Source text
•••

Date: Tue, 3 Dec 2013 05:59:38 -0500
From: Jeff Layton <jlayton@redhat.com>
To: Minlan Wang <wangminlan@huawei.com>
Cc: Christoph Hellwig <hch@infradead.org>, <linux-nfs@vger.kernel.org>
Subject: Re: 3.12-rc2 nfsd oops in nfsd_cache_lookup
Message-ID: <20131203055938.582db322@tlielax.poochiereds.net>
In-Reply-To: <20131203033342.GA8877@f18.localdomain>
References: <20131201102954.GA26976@infradead.org>
	<20131202122219.043174d6@tlielax.poochiereds.net>
	<20131202172547.GA5211@infradead.org>
	<20131203033342.GA8877@f18.localdomain>
Mime-Version: 1.0
Content-Type: text/plain; charset=US-ASCII
Sender: linux-nfs-owner@vger.kernel.org

On Tue, 3 Dec 2013 11:33:42 +0800
Minlan Wang <wangminlan@huawei.com> wrote:

> On Mon, Dec 02, 2013 at 09:25:47AM -0800, Christoph Hellwig wrote:
> > On Mon, Dec 02, 2013 at 12:22:19PM -0500, Jeff Layton wrote:
> > > Looks like a similar oops to the one reported here:
> > > 
> > >     https://bugzilla.redhat.com/show_bug.cgi?id=1025907
> > > 
> > > Do you have a way to reproduce this reliably?
> > 
> > Seem to happen about 2/3s of the time when running xfstests on a v3
> > export for me.  The other one third create a different lockup in the
> > same test that I'm looking at at the moment.
> > 
> I reviewed the code of nfsd_cache_lookup(), this part makes me
> suspicious:
> in nfsd_cache_lookup():
> The first entry in lru_head is keeped for recycle later:
> 	if (!list_empty(&lru_head)) {
> 		rp = list_first_entry(&lru_head, struct svc_cacherep, c_lru);
> 		if (nfsd_cache_entry_expired(rp) ||
> 		    num_drc_entries >= max_drc_entries) {
> 			lru_put_end(rp);
> 			prune_cache_entries();
> 			goto search_cache;
> 		}
> 	}
> But in prune_cache_entries(), there's no guarantee that it won't be freed: if
> all entries in lru_head is expired, all of them will be freed.

•••

Directive 1
Copy the mailing-list post from "On Tue, 3 Dec" to "at the moment.", changing "lockup" to "hang".
The mailing-list post and the records come from unrelated sources.

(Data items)
•••

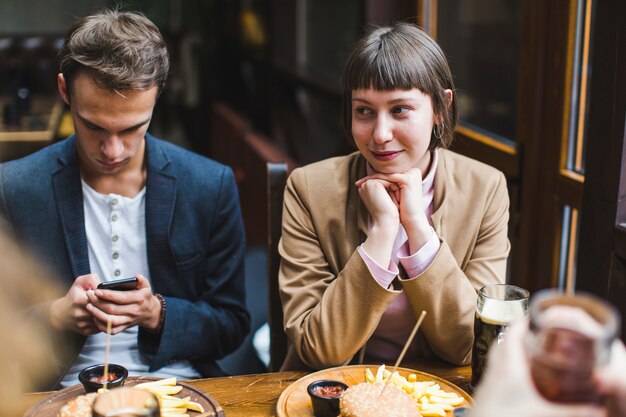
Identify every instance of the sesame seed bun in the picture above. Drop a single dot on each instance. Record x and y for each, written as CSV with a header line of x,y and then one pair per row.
x,y
364,400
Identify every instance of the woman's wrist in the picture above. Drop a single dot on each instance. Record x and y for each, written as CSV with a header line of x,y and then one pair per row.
x,y
157,318
418,234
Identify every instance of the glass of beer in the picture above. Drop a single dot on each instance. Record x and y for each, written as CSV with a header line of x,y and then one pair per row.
x,y
569,336
497,307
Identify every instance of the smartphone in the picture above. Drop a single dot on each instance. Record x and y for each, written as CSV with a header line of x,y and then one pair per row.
x,y
122,284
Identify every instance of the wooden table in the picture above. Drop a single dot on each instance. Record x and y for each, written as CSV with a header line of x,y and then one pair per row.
x,y
257,395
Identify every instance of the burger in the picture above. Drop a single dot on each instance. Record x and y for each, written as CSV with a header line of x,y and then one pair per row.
x,y
79,406
365,400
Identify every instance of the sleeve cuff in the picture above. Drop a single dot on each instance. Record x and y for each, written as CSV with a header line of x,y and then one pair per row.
x,y
383,276
418,262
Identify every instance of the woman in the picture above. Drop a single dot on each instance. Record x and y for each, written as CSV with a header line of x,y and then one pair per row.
x,y
403,225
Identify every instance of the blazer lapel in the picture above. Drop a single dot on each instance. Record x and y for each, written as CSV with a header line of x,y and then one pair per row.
x,y
69,201
359,170
160,201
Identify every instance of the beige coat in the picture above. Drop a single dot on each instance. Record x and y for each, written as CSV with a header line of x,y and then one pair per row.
x,y
332,304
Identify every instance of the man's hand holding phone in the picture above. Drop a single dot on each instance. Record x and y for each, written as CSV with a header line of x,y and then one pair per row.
x,y
69,312
126,308
123,284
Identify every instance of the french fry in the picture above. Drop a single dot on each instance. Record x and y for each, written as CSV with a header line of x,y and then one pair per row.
x,y
194,406
171,406
432,401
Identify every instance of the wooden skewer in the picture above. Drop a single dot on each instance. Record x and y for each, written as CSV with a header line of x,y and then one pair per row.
x,y
107,346
404,349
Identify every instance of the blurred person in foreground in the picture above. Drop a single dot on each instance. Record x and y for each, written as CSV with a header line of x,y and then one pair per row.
x,y
371,239
26,356
507,388
112,201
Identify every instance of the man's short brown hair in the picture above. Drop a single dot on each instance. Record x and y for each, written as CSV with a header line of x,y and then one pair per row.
x,y
120,50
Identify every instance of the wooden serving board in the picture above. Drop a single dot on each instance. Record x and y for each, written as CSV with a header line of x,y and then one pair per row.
x,y
295,401
50,406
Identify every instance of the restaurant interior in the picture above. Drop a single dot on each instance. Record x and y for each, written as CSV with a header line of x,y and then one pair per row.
x,y
540,84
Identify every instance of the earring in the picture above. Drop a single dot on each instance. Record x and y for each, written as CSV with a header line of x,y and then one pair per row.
x,y
438,130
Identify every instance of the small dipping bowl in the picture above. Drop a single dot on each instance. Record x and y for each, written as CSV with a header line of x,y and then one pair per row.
x,y
90,375
325,396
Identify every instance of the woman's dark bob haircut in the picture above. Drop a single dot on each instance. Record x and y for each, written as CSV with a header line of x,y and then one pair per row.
x,y
402,57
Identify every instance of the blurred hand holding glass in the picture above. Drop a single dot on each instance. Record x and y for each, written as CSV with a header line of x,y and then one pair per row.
x,y
569,337
498,306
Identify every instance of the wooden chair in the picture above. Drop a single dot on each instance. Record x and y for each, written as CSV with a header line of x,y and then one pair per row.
x,y
276,181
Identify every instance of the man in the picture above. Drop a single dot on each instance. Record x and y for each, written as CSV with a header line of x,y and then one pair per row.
x,y
112,201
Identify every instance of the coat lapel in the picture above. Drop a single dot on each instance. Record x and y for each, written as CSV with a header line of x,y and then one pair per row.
x,y
69,201
160,202
439,194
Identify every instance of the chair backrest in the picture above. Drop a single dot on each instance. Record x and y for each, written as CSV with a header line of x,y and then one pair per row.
x,y
276,181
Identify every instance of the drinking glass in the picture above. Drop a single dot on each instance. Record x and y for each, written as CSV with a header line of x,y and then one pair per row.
x,y
569,336
498,306
126,402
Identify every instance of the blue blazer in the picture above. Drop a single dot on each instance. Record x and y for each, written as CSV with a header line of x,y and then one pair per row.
x,y
195,243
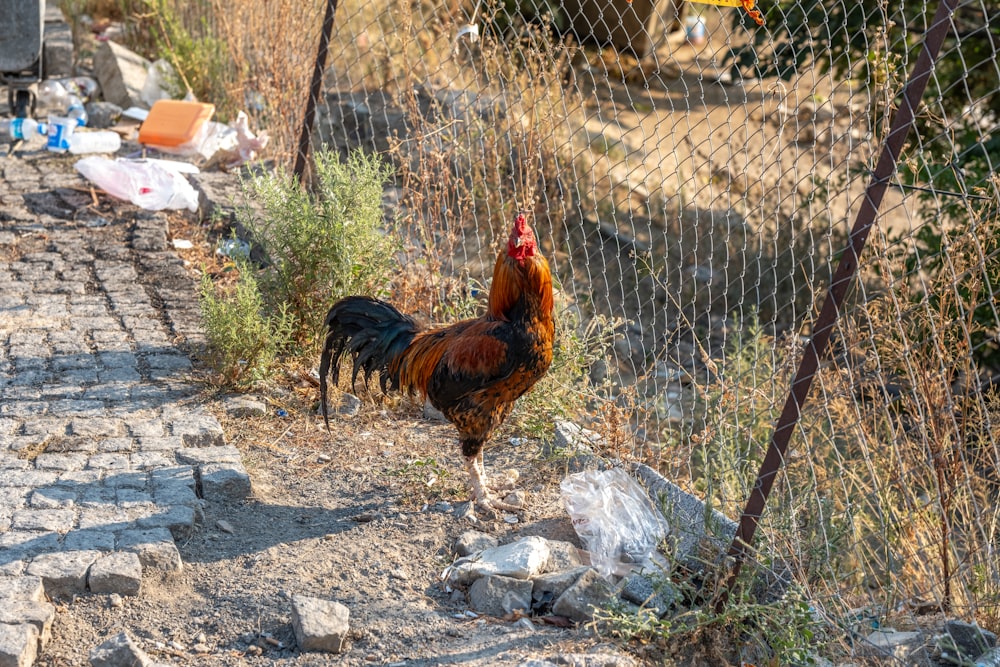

•••

Directive 2
Recast the records, from the line with "Identify every instance of the blue" through the end of the records, as a Markdown table with the columns Row and Record line. Give one numbered row per line, skipping blank lines and leaving out the pictures.

Exercise result 1
On Tue, 3 Dec 2013 11:33:42 +0800
Minlan Wang <wangminlan@huawei.com> wrote:

> On Mon, Dec 02, 2013 at 09:25:47AM -0800, Christoph Hellwig wrote:
> > On Mon, Dec 02, 2013 at 12:22:19PM -0500, Jeff Layton wrote:
> > > Looks like a similar oops to the one reported here:
> > > 
> > >     https://bugzilla.redhat.com/show_bug.cgi?id=1025907
> > > 
> > > Do you have a way to reproduce this reliably?
> > 
> > Seem to happen about 2/3s of the time when running xfstests on a v3
> > export for me.  The other one third create a different hang in the
> > same test that I'm looking at at the moment.

Exercise result 2
| Row | Record line |
|---|---|
| 1 | Identify every instance of the blue blazer in the picture above. Drop a single dot on each instance. Record x and y for each, written as CSV with a header line of x,y and then one pair per row. |
| 2 | x,y |
| 3 | 195,243 |